* [Exercise details] Each entry below is to be duplicated precisely.

* [Records for this task]
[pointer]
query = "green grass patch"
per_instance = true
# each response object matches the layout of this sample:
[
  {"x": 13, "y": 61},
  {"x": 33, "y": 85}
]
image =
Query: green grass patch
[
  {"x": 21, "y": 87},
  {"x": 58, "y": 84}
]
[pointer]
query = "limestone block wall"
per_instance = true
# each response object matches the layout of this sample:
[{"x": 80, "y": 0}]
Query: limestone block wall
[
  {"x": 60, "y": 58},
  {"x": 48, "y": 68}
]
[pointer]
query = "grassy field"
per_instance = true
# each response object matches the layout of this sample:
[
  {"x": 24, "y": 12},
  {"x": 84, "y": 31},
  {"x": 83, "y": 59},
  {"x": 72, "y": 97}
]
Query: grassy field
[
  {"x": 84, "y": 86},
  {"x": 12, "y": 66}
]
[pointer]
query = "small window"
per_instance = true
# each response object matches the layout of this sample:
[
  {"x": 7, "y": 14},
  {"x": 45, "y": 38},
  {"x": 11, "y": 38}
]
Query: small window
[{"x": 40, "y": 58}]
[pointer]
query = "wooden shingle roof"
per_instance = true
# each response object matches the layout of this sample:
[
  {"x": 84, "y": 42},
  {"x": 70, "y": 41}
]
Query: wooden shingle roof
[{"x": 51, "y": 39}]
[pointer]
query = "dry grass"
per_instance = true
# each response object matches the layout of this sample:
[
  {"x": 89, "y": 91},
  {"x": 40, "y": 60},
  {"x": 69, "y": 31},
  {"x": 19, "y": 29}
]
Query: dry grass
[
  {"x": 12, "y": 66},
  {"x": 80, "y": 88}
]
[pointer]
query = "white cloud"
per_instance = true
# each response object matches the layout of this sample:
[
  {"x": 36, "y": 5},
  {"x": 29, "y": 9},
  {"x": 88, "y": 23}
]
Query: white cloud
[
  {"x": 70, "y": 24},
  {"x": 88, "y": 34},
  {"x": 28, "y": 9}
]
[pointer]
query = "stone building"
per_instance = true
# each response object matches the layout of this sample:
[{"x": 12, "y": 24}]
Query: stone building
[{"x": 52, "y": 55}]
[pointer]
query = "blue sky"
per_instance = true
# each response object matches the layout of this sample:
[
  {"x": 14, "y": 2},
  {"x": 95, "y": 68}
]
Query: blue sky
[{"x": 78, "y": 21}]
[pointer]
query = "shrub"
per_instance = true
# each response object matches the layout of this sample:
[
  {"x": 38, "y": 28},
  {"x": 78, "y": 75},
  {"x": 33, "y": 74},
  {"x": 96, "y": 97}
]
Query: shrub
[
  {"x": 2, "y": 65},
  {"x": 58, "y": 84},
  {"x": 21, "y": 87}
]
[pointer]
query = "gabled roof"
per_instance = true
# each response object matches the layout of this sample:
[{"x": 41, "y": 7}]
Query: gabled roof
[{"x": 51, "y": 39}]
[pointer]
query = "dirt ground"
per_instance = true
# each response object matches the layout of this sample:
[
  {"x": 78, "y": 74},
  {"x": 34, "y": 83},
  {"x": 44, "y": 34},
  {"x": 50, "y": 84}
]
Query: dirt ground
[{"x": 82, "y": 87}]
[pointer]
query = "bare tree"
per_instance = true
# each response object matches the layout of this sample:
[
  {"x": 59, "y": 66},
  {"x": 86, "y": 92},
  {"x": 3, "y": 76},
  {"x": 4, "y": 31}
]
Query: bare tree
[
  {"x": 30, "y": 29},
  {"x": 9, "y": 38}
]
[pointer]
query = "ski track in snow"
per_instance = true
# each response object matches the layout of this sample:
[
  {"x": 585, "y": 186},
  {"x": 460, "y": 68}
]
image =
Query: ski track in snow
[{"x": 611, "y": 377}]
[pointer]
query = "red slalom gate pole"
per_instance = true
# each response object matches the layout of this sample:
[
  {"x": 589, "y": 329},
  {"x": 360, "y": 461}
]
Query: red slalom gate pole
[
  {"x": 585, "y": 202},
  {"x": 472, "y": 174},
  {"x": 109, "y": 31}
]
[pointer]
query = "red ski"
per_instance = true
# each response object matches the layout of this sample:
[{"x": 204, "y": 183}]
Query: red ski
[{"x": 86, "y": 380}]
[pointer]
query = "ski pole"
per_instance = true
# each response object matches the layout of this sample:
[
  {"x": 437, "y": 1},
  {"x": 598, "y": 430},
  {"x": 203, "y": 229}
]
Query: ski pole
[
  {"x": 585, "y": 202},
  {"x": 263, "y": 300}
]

* [The answer]
[pointer]
query = "green grass patch"
per_instance = true
# each response object matches the layout of this sample:
[
  {"x": 13, "y": 61},
  {"x": 33, "y": 85}
]
image =
Query: green grass patch
[
  {"x": 21, "y": 87},
  {"x": 58, "y": 84}
]
[pointer]
query = "limestone block wall"
per_instance = true
# each response object matches the layout of this sample:
[{"x": 80, "y": 0}]
Query: limestone block wall
[
  {"x": 60, "y": 58},
  {"x": 48, "y": 68}
]
[pointer]
query = "grassy field"
per_instance = true
# each response object matches the layout of this sample:
[
  {"x": 24, "y": 12},
  {"x": 84, "y": 31},
  {"x": 83, "y": 59},
  {"x": 72, "y": 97}
]
Query: grassy field
[
  {"x": 84, "y": 86},
  {"x": 12, "y": 66}
]
[pointer]
query = "small window"
per_instance = true
# each response object matches the layout of this sample:
[
  {"x": 7, "y": 14},
  {"x": 45, "y": 38},
  {"x": 11, "y": 38}
]
Query: small window
[{"x": 40, "y": 58}]
[pointer]
query = "wooden shingle roof"
per_instance = true
# each response object matches the layout of this sample:
[
  {"x": 84, "y": 42},
  {"x": 70, "y": 41}
]
Query: wooden shingle roof
[{"x": 51, "y": 39}]
[pointer]
query = "dry grass"
per_instance = true
# each response object matches the layout of this sample:
[
  {"x": 89, "y": 91},
  {"x": 40, "y": 60},
  {"x": 69, "y": 31},
  {"x": 19, "y": 29}
]
Query: dry grass
[
  {"x": 12, "y": 66},
  {"x": 80, "y": 88}
]
[pointer]
query = "white cloud"
per_instance = true
# each response object matches the layout of this sample:
[
  {"x": 36, "y": 5},
  {"x": 29, "y": 9},
  {"x": 88, "y": 23}
]
Query: white cloud
[
  {"x": 70, "y": 24},
  {"x": 88, "y": 34},
  {"x": 28, "y": 9}
]
[pointer]
query = "stone building"
per_instance = true
# each response object matches the layout of this sample:
[{"x": 12, "y": 24}]
Query: stone building
[{"x": 52, "y": 55}]
[pointer]
query = "blue sky"
per_instance = true
# each response object matches the layout of this sample:
[
  {"x": 14, "y": 2},
  {"x": 95, "y": 68}
]
Query: blue sky
[{"x": 78, "y": 21}]
[pointer]
query = "shrub"
per_instance = true
# each response object matches the layout of this sample:
[
  {"x": 38, "y": 28},
  {"x": 78, "y": 75},
  {"x": 33, "y": 74},
  {"x": 96, "y": 97}
]
Query: shrub
[
  {"x": 2, "y": 65},
  {"x": 58, "y": 84},
  {"x": 21, "y": 87}
]
[pointer]
query = "gabled roof"
per_instance = true
# each response object matches the layout of this sample:
[{"x": 41, "y": 7}]
Query: gabled roof
[{"x": 51, "y": 39}]
[pointer]
query = "dirt ground"
per_instance = true
# each response object matches the layout of this sample:
[
  {"x": 78, "y": 74},
  {"x": 34, "y": 83},
  {"x": 44, "y": 34},
  {"x": 50, "y": 84}
]
Query: dirt ground
[{"x": 82, "y": 87}]
[pointer]
query = "bare tree"
per_instance = true
# each response object matches the layout of this sample:
[
  {"x": 59, "y": 66},
  {"x": 86, "y": 92},
  {"x": 3, "y": 76},
  {"x": 4, "y": 31}
]
Query: bare tree
[
  {"x": 30, "y": 29},
  {"x": 9, "y": 38}
]
[pointer]
query = "ski track in snow"
per_instance = true
# each response object matches the layout of this sample:
[
  {"x": 585, "y": 186},
  {"x": 460, "y": 68}
]
image =
Query: ski track in snow
[{"x": 611, "y": 377}]
[pointer]
query = "red slalom gate pole"
per_instance = true
# each response object matches the layout of this sample:
[
  {"x": 589, "y": 329},
  {"x": 360, "y": 461}
]
Query: red slalom gate pole
[
  {"x": 585, "y": 202},
  {"x": 472, "y": 174},
  {"x": 109, "y": 31}
]
[pointer]
query = "red ski"
per_instance = true
# each response object matches the layout of this sample:
[{"x": 204, "y": 183}]
Query: red ski
[{"x": 86, "y": 380}]
[pointer]
query = "ski pole"
per_instance = true
# each response object matches the layout of this sample:
[
  {"x": 437, "y": 1},
  {"x": 598, "y": 430},
  {"x": 203, "y": 229}
]
Query: ski pole
[
  {"x": 585, "y": 202},
  {"x": 263, "y": 300}
]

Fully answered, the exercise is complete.